EXERCISE AIM: From the liver elasticity text, quote everything from "Assign all areas" down to "image within MF." word for word.

TEXT BLOCK:

───

II. Automated Liver Elasticity Calculation (ALEC)
The types of image artifacts, common in MRE magnitude images, which present major challenges for any automated technique, are shown in Figure 2. The automated liver elasticity calculation (ALEC) algorithm has three stages: initial tissue estimation, segmentation, and elasticity artifact removal. In order to deal with variable tissue intensities and edge contrast, a combination of spatial and intensity information was used for the initial estimation and segmentation of tissues in the magnitude images. Subsequently, an artifact-free ROI within the liver was derived by analyzing both wave and stiffness images. The histogram portions of the initialization and ROI selection were performed for the entire volume, while the segmentation and spatial analysis was done in 2D, as a full 3D analysis gives an insignificant improvement at a large time expense. A flowchart of the entire process is presented in Figure 3.
Figure 2.
Issues frequent in MRE magnitude images include (a) intensity inhomogeneity, (b) motion artifact and partial volume, and (c) low SNR and low inter tissue contrast. Absolute intensities for tissue types are highly variable.
Figure 3.
Flowchart of ALEC processing. The anatomic processing steps obtain a liver segmentation using the MRE magnitude images. The stiffness quantification steps analyze the wave and elasticity images to select an artifact-free ROI within the liver.
i. Initial tissue estimation
Initial masks for the three major classes of interest (background, fat and liver – bg, F, L) were calculated based on the magnitude images as follows:
-
Background
Calculate a background level as ubg = mean+standard deviation from the corners of the image to be used as an estimate of the background present in parallel MRI accelerated images.
Threshold out the pixels below ubg, morphologically close with a size-5 disk kernel and fill holes to generate the mask of the whole body (MB).
Assign all areas outside of the body mask to the background mask (Mbg) and recalculate ubg from this mask.
-
Abdominal fat
Perform a series of erosions on MB with a 5-pixel disk kernel and calculate the differences in mean intensity between consecutively eroded bands.
Find the step with maximum difference in mean intensity and keep the part of MB distal to this point as an abdominal fat mask estimate, MF. The maximum (outer - inner) difference occurs at the interface of abdominal fat (bright) and internal organs (lungs = dark, liver = intermediate).
Calculate the mean, uf, of the image within MF.
Calculate the thickness of the abdominal fat as the difference in average distance of the outer and inner contours of MF from the image center.
If the fat layer cannot be found due to a very thin abdominal wall or signal void from the driver, define the fat layer as a 10-pixel wide ring from the outside of the body.

───

DATA FOR REVIEW:
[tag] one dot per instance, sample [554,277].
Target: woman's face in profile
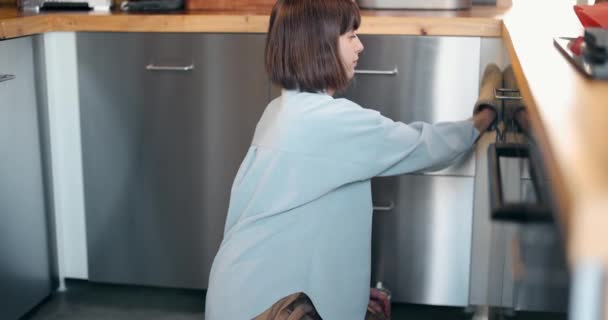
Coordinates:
[350,47]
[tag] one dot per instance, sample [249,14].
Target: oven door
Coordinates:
[517,260]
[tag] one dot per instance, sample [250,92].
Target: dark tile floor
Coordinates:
[90,301]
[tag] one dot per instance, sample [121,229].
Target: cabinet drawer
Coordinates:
[437,79]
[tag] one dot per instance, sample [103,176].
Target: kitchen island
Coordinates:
[568,112]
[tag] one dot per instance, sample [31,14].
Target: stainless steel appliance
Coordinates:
[166,120]
[38,5]
[518,258]
[25,247]
[415,4]
[422,222]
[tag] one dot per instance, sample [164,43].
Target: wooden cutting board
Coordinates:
[229,4]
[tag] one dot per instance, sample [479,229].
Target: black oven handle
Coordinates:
[514,212]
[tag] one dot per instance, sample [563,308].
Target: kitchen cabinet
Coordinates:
[422,225]
[25,267]
[166,120]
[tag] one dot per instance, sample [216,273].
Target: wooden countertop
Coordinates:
[568,111]
[483,21]
[570,115]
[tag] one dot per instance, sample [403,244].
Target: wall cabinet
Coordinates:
[25,270]
[166,120]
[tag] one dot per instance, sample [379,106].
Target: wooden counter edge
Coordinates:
[552,169]
[238,23]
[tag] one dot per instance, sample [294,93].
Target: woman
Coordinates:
[298,231]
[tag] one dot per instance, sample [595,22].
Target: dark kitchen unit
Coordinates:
[166,120]
[26,276]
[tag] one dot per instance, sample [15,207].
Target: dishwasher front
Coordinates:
[421,238]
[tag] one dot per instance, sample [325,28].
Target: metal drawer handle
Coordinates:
[515,212]
[6,77]
[379,72]
[499,94]
[389,207]
[152,67]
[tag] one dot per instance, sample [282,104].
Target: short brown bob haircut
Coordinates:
[302,50]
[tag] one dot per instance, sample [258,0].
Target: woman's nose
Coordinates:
[360,46]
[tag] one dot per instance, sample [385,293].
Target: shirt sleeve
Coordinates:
[383,147]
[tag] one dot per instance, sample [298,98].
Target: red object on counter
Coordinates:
[593,16]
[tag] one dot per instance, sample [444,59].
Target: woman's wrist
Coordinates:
[483,119]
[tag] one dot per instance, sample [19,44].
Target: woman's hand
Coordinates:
[483,119]
[379,303]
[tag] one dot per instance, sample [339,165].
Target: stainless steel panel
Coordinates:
[24,256]
[484,2]
[415,4]
[421,248]
[161,148]
[438,80]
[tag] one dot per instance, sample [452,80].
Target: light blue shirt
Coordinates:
[300,214]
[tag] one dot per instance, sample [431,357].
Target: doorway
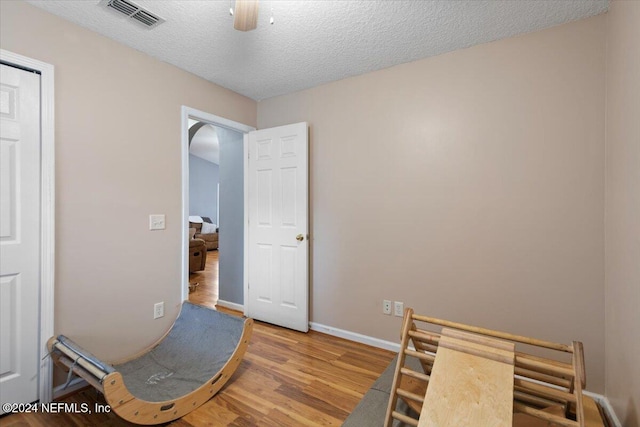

───

REPLY TO THE EXERCISE:
Assign all areas outside of the body mask to the background mask (Mbg) and recalculate ubg from this mask.
-
Abdominal fat
Perform a series of erosions on MB with a 5-pixel disk kernel and calculate the differences in mean intensity between consecutively eroded bands.
Find the step with maximum difference in mean intensity and keep the part of MB distal to this point as an abdominal fat mask estimate, MF. The maximum (outer - inner) difference occurs at the interface of abdominal fat (bright) and internal organs (lungs = dark, liver = intermediate).
Calculate the mean, uf, of the image within MF.